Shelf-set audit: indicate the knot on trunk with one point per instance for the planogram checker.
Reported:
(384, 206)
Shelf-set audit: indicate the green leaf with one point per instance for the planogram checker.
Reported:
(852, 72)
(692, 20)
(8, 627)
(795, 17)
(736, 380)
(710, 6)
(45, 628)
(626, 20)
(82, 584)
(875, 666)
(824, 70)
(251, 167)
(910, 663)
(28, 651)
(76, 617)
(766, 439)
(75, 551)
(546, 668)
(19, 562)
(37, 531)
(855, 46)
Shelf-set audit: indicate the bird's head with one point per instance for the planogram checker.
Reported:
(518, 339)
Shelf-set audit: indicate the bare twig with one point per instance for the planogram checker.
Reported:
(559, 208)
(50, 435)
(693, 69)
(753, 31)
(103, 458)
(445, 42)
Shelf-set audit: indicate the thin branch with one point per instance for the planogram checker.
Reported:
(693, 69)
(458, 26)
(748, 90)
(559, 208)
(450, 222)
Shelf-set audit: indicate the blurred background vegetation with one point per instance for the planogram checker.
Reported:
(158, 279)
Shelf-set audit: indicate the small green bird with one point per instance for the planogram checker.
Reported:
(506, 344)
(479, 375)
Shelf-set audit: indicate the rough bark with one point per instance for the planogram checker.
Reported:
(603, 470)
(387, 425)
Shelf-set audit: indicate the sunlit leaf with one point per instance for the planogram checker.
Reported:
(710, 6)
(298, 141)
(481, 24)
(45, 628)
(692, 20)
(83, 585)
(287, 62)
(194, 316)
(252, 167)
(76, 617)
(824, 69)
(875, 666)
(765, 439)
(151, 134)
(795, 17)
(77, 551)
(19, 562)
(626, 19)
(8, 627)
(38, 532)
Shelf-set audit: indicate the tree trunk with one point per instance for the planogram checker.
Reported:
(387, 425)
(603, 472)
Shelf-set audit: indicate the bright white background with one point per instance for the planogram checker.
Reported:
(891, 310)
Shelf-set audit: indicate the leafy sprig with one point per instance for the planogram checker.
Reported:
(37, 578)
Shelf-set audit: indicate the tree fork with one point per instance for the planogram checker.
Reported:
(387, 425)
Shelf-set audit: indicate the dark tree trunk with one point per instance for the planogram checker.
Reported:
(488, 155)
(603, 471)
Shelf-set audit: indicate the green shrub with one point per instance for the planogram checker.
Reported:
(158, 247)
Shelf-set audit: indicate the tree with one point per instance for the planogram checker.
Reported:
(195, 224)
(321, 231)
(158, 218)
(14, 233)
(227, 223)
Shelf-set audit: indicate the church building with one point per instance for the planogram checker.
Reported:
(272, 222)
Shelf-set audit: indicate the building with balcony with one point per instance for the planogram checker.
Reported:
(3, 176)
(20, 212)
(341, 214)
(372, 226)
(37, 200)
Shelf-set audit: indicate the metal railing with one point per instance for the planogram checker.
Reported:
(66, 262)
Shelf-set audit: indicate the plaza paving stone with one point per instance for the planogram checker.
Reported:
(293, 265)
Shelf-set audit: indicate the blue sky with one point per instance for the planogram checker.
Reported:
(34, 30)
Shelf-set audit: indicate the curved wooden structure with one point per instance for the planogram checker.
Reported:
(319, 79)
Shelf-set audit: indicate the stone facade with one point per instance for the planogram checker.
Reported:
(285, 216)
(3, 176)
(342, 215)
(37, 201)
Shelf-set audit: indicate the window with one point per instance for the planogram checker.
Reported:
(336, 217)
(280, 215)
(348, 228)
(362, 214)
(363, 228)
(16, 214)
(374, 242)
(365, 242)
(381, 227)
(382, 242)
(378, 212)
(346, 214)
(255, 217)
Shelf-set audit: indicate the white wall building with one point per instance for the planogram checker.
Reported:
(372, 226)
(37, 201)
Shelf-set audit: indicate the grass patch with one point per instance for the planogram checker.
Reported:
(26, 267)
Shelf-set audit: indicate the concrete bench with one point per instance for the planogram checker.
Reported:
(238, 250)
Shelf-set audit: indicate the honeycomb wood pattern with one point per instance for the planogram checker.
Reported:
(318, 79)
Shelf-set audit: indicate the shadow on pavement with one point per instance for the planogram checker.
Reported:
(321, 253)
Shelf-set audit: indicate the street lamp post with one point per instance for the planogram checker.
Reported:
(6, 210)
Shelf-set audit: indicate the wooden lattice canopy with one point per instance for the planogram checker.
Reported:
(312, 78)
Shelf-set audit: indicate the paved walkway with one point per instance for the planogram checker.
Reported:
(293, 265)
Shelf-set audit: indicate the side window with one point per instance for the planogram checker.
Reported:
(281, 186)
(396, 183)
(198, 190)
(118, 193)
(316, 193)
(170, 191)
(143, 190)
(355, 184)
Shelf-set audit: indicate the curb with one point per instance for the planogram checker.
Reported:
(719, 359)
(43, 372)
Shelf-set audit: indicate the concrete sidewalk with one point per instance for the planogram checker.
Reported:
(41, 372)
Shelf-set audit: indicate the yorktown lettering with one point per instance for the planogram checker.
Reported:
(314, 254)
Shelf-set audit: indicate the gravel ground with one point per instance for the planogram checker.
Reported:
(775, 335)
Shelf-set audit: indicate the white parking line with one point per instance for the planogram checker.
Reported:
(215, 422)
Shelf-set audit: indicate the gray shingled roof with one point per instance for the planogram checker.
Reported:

YOUR ASSIGNMENT
Write the data out once more. Keep every word the same.

RESPONSE FOR THIS EXERCISE
Shelf-set audit: indicate the knot on trunk with one point per instance for the planogram checker.
Reported:
(384, 206)
Shelf-set audit: indicate the green leaf with one point per instance for the planogram checker.
Reported:
(852, 72)
(692, 20)
(8, 627)
(795, 17)
(736, 380)
(710, 6)
(45, 628)
(626, 20)
(82, 584)
(875, 666)
(824, 70)
(251, 167)
(910, 663)
(28, 651)
(76, 617)
(766, 439)
(75, 551)
(546, 668)
(19, 562)
(37, 531)
(855, 46)
Shelf-set audit: indicate the bird's head with one point per instance for the planogram checker.
Reported:
(518, 339)
Shelf-set audit: indicate the bare twig with one point per instance for the planogram checker.
Reported:
(559, 208)
(50, 435)
(693, 69)
(753, 31)
(103, 458)
(445, 42)
Shelf-set audit: indicate the thin branch with one point per instance for the planogram checker.
Reported:
(693, 69)
(458, 26)
(748, 90)
(559, 208)
(450, 222)
Shelf-set audit: indicate the blurred background vegetation with one point per instance for the planogram checker.
Reported:
(158, 279)
Shelf-set audit: indicate the small green bird with one point per instance for the planogram checker.
Reported:
(506, 344)
(479, 375)
Shelf-set audit: indicate the rough bark with one point per instance for the planogram checker.
Reported:
(603, 470)
(387, 425)
Shelf-set audit: indicate the sunlit leaf with one point per instance for the planogram checker.
Reported:
(710, 6)
(298, 141)
(481, 24)
(45, 628)
(692, 20)
(83, 585)
(287, 62)
(194, 316)
(252, 167)
(76, 617)
(824, 69)
(875, 666)
(765, 439)
(151, 134)
(795, 17)
(77, 551)
(19, 562)
(626, 19)
(8, 627)
(38, 532)
Shelf-set audit: indicate the tree trunk with one point per instance for the planogram checker.
Reported:
(387, 425)
(603, 472)
Shelf-set audit: indicate the bright white background with one point per instance for the planogram checker.
Reported:
(891, 310)
Shelf-set audit: indicate the leafy sprig with one point per instance for the planogram checker.
Reported:
(37, 578)
Shelf-set audit: indicate the tree fork with one point per instance for the planogram checker.
Reported:
(387, 425)
Shelf-set audit: indicate the dark tree trunk with one point per instance for the planogram checker.
Reported:
(488, 155)
(603, 471)
Shelf-set audit: indicate the green shrub with one point per instance for the planogram checker.
Reported:
(158, 247)
Shelf-set audit: indicate the tree with one point per instance for the planogram checker.
Reported:
(195, 224)
(321, 231)
(158, 218)
(14, 233)
(227, 223)
Shelf-set audit: indicate the church building with one point per instance for the planogram checker.
Reported:
(272, 222)
Shelf-set audit: indicate the building with balcony with one point per instance for the planogram checker.
Reported:
(3, 176)
(20, 212)
(341, 214)
(372, 226)
(37, 200)
Shelf-set audit: indicate the metal railing with one point per instance for the planogram checker.
Reported:
(66, 262)
Shelf-set audit: indicate the plaza paving stone with one point per instance for the planogram checker.
Reported:
(293, 265)
Shelf-set audit: indicate the blue sky with one point per instance for the planogram checker.
Reported:
(34, 30)
Shelf-set audit: indicate the curved wooden structure with one point per instance for the planogram checker.
Reported:
(319, 79)
Shelf-set audit: indicate the stone facade with one point per instance for the planogram checker.
Reported:
(285, 216)
(3, 176)
(342, 215)
(37, 201)
Shelf-set audit: indicate the window with one point per instance for the planogram checker.
Reported:
(336, 217)
(280, 215)
(348, 228)
(362, 214)
(363, 228)
(16, 214)
(374, 242)
(365, 242)
(381, 227)
(382, 242)
(378, 212)
(346, 214)
(255, 217)
Shelf-set audit: indicate the white wall building with one point per instance for the planogram checker.
Reported:
(372, 226)
(37, 201)
Shelf-set audit: indicate the grass patch with one point per instance for the planogram checker.
Reported:
(26, 267)
Shelf-set audit: indicate the concrete bench with one point per instance for the planogram checker.
Reported:
(238, 250)
Shelf-set audit: indicate the honeycomb wood pattern with one point per instance for the planogram checker.
Reported:
(318, 79)
Shelf-set audit: indicate the shadow on pavement with one point per instance for the planogram checker.
Reported:
(321, 253)
Shelf-set audit: indicate the street lamp post with one point per instance for the planogram checker.
Reported:
(6, 210)
Shelf-set audit: indicate the wooden lattice canopy with one point per instance for the planogram checker.
Reported:
(312, 78)
Shelf-set audit: indicate the paved walkway with one point per instance for the planogram checker.
Reported:
(293, 265)
Shelf-set audit: indicate the side window with one point per instance for the planogram checker.
Reported:
(281, 186)
(396, 183)
(198, 190)
(118, 193)
(316, 193)
(170, 191)
(143, 190)
(355, 184)
Shelf-set audit: indicate the curb with one point per instance for the planogram checker.
Reported:
(719, 359)
(43, 372)
Shelf-set audit: indicate the concrete sidewalk with one point per instance for the planogram checker.
Reported:
(41, 372)
Shelf-set audit: indicate the yorktown lettering with one point per instance for the planogram checker.
Reported:
(314, 254)
Shelf-set audit: indicate the gravel ground with one point per instance for the planogram checker.
Reported:
(775, 335)
Shelf-set audit: indicate the white parking line with one point per instance for the planogram checker.
Reported:
(215, 422)
Shelf-set audit: indicate the gray shingled roof with one point per instance for the planogram checker.
Reported:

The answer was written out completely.